- Your goal -
Copy the lines below verbatim, but only from the line containing "For every instance of the woman" through the end of the data.

══ Available data ══

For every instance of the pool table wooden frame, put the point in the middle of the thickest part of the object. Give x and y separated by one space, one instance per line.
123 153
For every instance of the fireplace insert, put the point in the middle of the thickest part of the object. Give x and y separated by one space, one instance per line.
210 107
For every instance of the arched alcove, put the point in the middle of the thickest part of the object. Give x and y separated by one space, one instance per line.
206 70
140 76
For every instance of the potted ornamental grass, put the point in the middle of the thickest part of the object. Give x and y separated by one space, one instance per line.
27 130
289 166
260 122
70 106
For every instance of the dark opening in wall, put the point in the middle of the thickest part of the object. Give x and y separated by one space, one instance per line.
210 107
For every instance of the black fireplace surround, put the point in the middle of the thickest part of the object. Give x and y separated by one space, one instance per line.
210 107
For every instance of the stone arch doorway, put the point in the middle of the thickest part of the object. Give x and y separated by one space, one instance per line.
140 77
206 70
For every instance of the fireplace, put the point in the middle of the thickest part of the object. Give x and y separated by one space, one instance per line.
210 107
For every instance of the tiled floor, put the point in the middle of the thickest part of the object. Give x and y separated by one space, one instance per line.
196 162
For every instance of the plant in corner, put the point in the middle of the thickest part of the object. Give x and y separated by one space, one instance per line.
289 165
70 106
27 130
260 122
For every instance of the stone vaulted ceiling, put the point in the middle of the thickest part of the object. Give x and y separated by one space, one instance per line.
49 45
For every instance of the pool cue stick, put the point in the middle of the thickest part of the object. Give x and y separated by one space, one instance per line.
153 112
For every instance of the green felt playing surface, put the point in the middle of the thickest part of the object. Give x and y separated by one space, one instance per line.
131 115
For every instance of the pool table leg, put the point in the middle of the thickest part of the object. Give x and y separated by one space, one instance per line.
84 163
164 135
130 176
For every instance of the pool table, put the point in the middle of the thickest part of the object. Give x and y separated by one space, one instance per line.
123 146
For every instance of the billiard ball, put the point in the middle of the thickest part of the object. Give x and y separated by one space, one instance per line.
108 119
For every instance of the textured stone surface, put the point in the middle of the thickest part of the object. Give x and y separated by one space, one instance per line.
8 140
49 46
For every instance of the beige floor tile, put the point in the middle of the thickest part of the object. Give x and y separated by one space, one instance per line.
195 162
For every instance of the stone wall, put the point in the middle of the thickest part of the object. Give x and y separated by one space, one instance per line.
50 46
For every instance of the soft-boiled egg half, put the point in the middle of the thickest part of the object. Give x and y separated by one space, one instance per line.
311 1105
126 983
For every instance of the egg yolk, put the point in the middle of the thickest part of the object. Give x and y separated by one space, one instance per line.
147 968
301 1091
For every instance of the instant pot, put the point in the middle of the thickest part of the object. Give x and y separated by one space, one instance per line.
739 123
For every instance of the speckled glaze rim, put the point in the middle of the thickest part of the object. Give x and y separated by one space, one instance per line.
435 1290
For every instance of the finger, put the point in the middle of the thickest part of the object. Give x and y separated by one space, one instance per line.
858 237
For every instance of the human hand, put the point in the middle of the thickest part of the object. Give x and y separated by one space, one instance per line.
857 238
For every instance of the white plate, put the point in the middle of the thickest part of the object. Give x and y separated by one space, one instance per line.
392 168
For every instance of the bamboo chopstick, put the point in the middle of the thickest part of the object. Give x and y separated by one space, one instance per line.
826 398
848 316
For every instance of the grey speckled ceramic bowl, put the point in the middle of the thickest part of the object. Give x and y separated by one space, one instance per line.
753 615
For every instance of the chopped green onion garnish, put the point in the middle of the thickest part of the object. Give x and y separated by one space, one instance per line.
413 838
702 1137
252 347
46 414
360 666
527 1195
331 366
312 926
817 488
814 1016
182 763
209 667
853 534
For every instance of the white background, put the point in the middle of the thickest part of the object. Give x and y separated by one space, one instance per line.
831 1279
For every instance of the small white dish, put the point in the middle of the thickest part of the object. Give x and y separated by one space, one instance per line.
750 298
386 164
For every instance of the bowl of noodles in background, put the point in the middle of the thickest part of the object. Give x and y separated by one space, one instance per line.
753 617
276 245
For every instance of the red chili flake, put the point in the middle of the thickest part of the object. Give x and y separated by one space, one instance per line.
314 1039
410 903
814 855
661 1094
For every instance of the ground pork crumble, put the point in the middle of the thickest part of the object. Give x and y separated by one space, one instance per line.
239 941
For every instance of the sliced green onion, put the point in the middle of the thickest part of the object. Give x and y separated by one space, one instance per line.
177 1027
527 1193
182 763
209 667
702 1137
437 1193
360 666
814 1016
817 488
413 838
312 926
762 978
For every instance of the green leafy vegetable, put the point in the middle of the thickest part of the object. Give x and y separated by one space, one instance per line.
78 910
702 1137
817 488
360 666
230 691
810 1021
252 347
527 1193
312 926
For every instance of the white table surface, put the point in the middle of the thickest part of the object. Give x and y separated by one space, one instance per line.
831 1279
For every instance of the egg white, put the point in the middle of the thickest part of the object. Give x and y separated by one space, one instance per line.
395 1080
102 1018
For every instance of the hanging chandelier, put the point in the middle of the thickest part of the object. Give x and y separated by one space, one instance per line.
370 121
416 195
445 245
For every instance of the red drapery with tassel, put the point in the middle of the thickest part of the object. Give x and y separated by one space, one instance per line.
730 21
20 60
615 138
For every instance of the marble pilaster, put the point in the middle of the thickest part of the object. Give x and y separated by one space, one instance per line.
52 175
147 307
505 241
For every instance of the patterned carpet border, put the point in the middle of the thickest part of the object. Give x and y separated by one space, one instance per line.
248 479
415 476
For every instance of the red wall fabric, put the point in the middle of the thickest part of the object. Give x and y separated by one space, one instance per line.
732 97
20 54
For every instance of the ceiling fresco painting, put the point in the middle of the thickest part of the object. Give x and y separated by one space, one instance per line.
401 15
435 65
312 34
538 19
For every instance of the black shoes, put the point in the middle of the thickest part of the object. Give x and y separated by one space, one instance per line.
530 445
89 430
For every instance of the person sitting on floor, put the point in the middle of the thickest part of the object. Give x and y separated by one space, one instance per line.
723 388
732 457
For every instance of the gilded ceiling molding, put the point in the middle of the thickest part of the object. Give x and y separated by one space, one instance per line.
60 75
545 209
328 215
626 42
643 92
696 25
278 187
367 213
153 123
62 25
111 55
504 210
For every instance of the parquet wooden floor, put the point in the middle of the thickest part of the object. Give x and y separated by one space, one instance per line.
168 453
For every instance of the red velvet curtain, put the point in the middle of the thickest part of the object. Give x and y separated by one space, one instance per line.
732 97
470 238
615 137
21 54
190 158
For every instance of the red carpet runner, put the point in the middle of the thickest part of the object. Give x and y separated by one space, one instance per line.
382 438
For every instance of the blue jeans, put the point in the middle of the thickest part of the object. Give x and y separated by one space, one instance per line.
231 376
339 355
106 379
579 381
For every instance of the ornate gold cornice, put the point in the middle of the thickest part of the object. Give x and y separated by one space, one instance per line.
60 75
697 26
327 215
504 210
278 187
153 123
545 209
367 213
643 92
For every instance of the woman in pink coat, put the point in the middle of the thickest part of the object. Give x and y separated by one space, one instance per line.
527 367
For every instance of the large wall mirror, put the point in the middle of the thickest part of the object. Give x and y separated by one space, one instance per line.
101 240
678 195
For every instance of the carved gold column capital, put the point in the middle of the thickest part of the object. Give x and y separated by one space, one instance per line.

═══

- Result of this exercise -
For every instance of the woman in pink coat, put the point in the middle of the thickest part of the object. Give x and y separated by one space, one instance per line.
527 367
For every instance of the large wall mirror, put the point in the middle of the thickest part of the object. Give x and y separated by one space, one instance per line.
101 240
678 195
For every instance of the carved gold column capital, put the point in the middle of the thickest part of the object. Give x and y separated by one space, one instance per line.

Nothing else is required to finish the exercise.